WHAT THE TASK REQUIRES
Reproduce verbatim the lines of the data below, starting at the line that contains "of the grey" and ending at the last line of the data.

(Records from a collection)
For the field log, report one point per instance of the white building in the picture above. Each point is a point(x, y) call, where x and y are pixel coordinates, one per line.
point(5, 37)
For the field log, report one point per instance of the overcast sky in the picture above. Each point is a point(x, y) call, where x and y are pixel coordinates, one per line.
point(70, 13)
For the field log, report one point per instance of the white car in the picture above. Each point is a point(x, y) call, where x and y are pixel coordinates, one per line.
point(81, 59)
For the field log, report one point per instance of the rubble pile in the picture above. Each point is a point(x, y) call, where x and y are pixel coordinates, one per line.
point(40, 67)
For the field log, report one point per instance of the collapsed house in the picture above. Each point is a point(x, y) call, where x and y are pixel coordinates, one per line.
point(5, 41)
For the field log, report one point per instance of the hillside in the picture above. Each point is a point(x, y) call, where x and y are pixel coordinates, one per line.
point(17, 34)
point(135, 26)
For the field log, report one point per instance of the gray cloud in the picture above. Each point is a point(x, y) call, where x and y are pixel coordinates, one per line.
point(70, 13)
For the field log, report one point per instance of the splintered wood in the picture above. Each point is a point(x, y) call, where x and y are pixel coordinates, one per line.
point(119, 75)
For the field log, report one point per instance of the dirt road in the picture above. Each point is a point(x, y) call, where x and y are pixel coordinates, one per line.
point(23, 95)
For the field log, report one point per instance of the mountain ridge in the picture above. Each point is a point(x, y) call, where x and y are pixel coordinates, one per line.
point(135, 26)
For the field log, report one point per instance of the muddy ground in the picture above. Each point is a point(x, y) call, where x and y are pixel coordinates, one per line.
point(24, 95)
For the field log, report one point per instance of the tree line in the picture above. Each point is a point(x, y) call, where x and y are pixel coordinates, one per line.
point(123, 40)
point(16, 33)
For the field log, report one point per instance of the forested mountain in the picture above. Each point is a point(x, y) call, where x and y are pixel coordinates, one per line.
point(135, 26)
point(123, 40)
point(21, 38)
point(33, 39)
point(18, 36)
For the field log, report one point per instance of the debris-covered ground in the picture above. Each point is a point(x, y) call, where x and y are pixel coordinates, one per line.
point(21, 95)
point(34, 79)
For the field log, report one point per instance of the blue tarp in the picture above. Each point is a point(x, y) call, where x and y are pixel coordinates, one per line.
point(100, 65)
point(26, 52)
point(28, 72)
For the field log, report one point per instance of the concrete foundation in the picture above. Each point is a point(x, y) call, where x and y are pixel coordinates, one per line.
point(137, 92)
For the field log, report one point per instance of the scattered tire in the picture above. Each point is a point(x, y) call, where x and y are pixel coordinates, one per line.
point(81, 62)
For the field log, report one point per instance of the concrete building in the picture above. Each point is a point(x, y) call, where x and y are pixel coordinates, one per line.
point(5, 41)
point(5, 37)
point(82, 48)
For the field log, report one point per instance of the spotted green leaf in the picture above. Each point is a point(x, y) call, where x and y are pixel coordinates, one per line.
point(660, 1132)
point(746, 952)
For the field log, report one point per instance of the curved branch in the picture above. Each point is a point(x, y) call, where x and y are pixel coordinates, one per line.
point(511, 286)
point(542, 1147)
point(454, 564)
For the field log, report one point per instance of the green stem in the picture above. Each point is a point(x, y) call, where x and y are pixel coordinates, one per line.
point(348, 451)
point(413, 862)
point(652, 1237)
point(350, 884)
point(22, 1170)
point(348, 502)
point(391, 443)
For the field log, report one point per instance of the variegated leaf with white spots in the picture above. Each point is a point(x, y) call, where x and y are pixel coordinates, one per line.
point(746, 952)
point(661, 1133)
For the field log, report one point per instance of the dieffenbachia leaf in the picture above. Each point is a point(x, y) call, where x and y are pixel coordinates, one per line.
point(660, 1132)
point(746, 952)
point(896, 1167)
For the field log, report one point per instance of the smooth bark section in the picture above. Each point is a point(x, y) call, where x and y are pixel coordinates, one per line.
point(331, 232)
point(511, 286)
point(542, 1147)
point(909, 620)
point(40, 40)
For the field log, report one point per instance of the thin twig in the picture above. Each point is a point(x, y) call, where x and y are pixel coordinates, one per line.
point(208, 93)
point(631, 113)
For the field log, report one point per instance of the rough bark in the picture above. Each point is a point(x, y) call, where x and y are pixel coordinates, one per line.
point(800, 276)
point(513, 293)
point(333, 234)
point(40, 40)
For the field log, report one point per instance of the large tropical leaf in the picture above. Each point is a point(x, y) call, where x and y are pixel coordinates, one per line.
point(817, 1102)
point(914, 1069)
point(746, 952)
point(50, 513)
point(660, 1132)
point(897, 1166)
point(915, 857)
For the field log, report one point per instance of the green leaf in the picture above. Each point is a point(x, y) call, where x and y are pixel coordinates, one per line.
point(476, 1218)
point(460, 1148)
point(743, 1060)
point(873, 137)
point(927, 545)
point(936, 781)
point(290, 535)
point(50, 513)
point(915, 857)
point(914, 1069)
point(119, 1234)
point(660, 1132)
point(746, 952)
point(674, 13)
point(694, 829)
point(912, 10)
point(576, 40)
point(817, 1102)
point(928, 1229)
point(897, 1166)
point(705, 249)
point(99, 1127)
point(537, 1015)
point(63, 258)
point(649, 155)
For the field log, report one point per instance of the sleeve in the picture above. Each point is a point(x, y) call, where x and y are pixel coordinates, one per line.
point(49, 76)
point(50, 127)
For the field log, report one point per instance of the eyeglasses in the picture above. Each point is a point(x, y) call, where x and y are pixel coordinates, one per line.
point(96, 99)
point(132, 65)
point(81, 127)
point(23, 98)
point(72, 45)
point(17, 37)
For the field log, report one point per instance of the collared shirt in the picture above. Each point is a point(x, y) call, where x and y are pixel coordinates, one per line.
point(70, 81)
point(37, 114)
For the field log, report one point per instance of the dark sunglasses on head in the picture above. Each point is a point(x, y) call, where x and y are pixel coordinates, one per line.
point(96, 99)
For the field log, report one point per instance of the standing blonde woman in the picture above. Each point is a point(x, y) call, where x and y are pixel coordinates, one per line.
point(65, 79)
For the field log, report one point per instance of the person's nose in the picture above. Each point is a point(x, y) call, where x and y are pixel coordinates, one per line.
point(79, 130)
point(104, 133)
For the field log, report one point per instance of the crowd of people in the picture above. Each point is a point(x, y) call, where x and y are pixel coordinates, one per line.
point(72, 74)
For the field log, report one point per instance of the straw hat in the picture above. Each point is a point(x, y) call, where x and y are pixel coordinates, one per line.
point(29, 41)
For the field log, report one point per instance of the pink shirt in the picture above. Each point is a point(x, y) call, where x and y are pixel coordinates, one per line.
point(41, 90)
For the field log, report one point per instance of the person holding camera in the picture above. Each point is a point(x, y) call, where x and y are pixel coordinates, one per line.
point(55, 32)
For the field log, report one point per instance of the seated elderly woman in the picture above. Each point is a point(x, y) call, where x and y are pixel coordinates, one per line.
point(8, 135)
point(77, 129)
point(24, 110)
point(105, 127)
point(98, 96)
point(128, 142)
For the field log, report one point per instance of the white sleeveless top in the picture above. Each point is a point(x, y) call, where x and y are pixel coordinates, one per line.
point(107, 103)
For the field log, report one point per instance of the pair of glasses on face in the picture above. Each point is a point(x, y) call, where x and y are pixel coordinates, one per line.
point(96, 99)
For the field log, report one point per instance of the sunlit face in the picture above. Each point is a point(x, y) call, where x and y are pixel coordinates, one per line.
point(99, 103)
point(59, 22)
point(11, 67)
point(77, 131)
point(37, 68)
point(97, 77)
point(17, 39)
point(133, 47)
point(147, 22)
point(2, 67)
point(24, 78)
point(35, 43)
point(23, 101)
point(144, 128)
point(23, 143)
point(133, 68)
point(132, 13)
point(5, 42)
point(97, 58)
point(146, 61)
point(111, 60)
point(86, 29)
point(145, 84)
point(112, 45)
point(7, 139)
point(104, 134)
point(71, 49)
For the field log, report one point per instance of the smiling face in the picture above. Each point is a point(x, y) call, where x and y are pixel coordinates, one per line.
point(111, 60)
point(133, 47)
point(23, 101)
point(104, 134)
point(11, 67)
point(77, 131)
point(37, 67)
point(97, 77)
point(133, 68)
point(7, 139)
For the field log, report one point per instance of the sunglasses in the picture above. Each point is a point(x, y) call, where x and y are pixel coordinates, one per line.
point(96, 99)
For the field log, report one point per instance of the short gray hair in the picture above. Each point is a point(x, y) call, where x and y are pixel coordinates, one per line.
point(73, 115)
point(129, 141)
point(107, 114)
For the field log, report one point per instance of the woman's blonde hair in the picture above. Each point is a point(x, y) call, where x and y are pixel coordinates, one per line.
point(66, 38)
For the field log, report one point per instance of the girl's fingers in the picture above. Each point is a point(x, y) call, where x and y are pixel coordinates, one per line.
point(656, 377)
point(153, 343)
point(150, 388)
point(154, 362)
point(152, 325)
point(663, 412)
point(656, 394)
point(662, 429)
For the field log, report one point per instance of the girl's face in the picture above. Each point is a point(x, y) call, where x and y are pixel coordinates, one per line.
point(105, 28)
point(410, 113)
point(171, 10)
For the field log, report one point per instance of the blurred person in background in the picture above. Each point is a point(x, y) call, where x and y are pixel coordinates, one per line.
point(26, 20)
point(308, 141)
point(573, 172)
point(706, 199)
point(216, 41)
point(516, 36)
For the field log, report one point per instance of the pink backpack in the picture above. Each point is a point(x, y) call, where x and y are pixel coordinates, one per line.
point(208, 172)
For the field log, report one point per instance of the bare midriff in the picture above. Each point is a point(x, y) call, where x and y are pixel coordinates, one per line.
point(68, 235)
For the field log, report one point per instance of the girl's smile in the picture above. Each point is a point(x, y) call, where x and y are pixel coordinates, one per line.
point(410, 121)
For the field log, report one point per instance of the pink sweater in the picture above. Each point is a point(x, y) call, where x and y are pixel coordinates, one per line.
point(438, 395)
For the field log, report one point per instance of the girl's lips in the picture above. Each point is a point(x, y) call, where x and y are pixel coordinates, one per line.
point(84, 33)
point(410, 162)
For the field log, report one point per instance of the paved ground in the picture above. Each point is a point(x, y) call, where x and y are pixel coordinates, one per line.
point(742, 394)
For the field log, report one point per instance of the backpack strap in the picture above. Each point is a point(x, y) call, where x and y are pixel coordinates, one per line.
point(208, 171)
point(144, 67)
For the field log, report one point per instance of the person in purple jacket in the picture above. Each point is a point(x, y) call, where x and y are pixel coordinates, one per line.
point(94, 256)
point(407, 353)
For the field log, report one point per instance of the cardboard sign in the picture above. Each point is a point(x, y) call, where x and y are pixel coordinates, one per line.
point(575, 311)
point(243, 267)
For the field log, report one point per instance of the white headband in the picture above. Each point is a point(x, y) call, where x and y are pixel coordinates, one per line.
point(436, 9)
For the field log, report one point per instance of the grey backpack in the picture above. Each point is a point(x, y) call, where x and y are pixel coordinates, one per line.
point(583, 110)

EXERCISE RESULT
For the field log, report one point per instance of the grey backpack in the picture above. Each point is a point(x, y) call, where x and y are pixel coordinates, one per line.
point(583, 110)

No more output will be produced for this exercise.